- WHAT THIS TASK INVOLVES:
How might the passage on outdoor education continue after its last sentence? Write the next part of it.

- DOCUMENT SECTION:

■ ■ ■ ■ ■ ■ ■

There is no surprise that students can be present in the classroom but absolutely absent with regard to the lesson. Their engagement more often defines learning outcomes way more than attendance.
It was recently proved that outdoor education increases student engagement, along with fueling their attention and interest.
Secondary and high school students still see outdoor education as something new. Such classes boost their interest in the material taught.
Moreover, as a part of the lesson, they are often invited to observe different processes in nature. This positively affects their critical thinking skills and cognitive abilities.
Nature-based learning is not only about fresh air and nice-looking landscapes. It is also about motivation.
Any student can admit that outdoor education is more enjoyable. They await such lessons more compared to the traditional classroom-based ones.
It means that learning outside fuels students’ intrinsic motivation, driving them to learn more through unusual learning practices.
Many learners can relate – indoor education and dull classrooms may bring a feeling of anxiety. Such experiences as failures to give an answer or bad grades could create a subconscious stress trigger. If the lessons are held outdoors or if the classroom and nature-based lessons are mixed, the negative impact of such memories fades.

■ ■ ■ ■ ■ ■ ■

- RECORDS SHOWN:
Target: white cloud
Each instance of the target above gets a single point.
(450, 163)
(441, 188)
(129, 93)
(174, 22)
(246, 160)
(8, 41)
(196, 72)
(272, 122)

■ ■ ■ ■ ■ ■ ■

- RESULT OF THE TASK:
As a result, students become more aware and stress-resistant. This positively affects their academic achievements.
Nature-based learning also helps students understand the value of the environment. They learn what actions could have adverse effects on the nature surrounding them.
This way, learners become more aware of the practices that can save the environment.
The earlier kids start learning outdoors, the better. Such education produces changes in their attitude and behavior as they become eco-conscious.
Weirdly, many students hesitate about speaking out their minds in the classroom but are pretty talkative when they are in nature. Some of them are afraid of the formality of traditional education. It makes them hesitant about engaging in the conversation. However, when it comes to nature-based lessons, learners feel less pressure and express their ideas.
It is necessary that students learned communication skills so that they could express their ideas and opinions at university or at work. If outdoor education helps them do it, it should definitely be implemented in a school curriculum.
Outdoor education also makes students more aware of other people who surround them. A traditional classroom creates a limited space where students see their teacher and classmates.
Outdoor education lifts boundaries and lets students think more globally. They can see other learners having their lessons, academic staff hurrying to work, and common people doing their jobs. This creates a feeling of belonging to a larger community.
Such a perception positively affects students who are willing to make a difference. They count the perspectives of others and learn to function in the community better than they do if they are indoors.
Last but not least is the positive effect of nature-based learning on students’ memory. Memorizing things in traditional classrooms is more difficult than in nature.
When we get information, we tend to bind it to emotions or unusual experiences for it to be better remembered. Nature-based learning can provide a myriad of such experiences and associations.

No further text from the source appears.